> _Problem to solve_
In your answer, print each of the records below exactly.

> _Provided information_
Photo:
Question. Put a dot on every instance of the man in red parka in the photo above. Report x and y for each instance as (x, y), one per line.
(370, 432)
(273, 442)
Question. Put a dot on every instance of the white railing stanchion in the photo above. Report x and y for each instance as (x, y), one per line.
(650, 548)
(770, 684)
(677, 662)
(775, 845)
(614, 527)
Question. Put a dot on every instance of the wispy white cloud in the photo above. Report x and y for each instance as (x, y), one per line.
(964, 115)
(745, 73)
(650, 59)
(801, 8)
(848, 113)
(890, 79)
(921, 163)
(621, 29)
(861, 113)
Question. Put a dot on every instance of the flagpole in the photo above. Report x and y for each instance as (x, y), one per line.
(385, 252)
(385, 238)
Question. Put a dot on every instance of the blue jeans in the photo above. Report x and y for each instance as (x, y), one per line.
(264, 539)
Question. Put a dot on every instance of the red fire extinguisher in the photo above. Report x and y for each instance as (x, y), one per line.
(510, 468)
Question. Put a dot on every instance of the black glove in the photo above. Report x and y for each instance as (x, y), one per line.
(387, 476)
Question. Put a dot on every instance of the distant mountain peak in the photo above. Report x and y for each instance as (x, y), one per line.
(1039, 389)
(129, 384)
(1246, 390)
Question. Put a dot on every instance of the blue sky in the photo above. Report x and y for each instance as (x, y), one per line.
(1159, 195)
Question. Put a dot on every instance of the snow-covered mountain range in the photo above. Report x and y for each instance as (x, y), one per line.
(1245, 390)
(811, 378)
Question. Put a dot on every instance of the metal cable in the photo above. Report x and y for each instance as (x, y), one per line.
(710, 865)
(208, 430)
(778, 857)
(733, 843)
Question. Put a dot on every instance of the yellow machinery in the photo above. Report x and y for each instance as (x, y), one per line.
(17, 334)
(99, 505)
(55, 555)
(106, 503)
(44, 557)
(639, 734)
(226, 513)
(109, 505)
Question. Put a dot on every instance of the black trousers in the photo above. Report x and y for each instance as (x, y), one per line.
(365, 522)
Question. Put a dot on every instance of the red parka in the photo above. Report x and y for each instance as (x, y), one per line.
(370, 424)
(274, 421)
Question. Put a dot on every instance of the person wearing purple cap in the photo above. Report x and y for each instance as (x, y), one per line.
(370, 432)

> _Answer box_
Photo:
Question. Put a dot on every instance of the man in red parka in the photo above. Report x and y for each instance as (x, y), one per line.
(370, 432)
(273, 442)
Question. Put a dot on every instance of the white railing stanchion in the photo above. Report x and y for each instance as (x, y), one per line.
(650, 548)
(770, 684)
(677, 662)
(775, 845)
(614, 527)
Question. Put a dot on every instance of the wispy white cloud in the photo above. Report x and y for each instance as (x, y), one per line.
(964, 115)
(745, 73)
(650, 59)
(801, 8)
(848, 113)
(890, 79)
(921, 163)
(621, 29)
(861, 113)
Question. Put a dot on every instance of the flagpole in the photo above. Report x and y for each instance as (x, y), one per line.
(385, 252)
(385, 238)
Question. Put a dot on every instance of the blue jeans in the photo above. Report x and y for each instance as (x, y), one per line.
(264, 539)
Question. Put a dot on every instance of the red fire extinguisher in the photo above. Report x and y for each instance as (x, y), one per line.
(510, 468)
Question. Put a dot on every instance of the black glove in the photo above. Report x and y for each instance as (x, y), one per line.
(387, 476)
Question. Put a dot on every instance of the distant mountain peak in the photo above. Report x and y for each instance as (x, y), one per line.
(1039, 389)
(129, 384)
(1246, 390)
Question. Put a dot on every instance of the blue sky in the photo above. Report x and y for each instance as (x, y), one per line.
(1159, 195)
Question. Put a dot on every instance of the snow-covered mountain range in the photo above. Report x and y for each instance as (x, y), one per line.
(1245, 390)
(811, 378)
Question. Put a dot on every instance of the metal cable in the photo above. Report x and y for each instance as (x, y), one per line.
(710, 865)
(208, 430)
(778, 857)
(733, 843)
Question. Put a dot on every instance of the yellow machinery in the photo above. Report x and y for each instance as (x, y), one per line.
(17, 334)
(99, 505)
(55, 555)
(106, 503)
(44, 557)
(639, 734)
(226, 513)
(109, 505)
Question. Put a dot on every instance of the black trousers in the photo above. Report x and y for each instance as (x, y), one per line.
(365, 522)
Question. Put a dot on every instance of the red parka in the photo above. Report x and y for each instance as (x, y), one per line.
(370, 424)
(274, 421)
Question. Put a dot on every instance of the person wearing purple cap in the photo above. Report x and y for each instance as (x, y), one per line.
(370, 432)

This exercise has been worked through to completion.